■ TASK ITEM: Take the line with "Description of what to find: black" and all lines after it, through the end of the records below, and repeat them exactly.

■ PROVIDED DATA:
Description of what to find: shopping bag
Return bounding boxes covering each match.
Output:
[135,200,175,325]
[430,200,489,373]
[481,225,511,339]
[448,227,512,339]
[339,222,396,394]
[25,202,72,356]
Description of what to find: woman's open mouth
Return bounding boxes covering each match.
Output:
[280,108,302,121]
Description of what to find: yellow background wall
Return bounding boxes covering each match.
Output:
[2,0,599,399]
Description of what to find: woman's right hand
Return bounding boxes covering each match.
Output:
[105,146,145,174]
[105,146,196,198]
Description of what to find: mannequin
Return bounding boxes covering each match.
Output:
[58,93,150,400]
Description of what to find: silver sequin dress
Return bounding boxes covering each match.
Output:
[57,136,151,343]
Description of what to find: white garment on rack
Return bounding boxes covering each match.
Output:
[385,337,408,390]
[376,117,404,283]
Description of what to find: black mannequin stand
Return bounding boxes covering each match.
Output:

■ ANSWER BOX:
Description of what to find: black mannequin stand
Return bounding boxes covering each match.
Output:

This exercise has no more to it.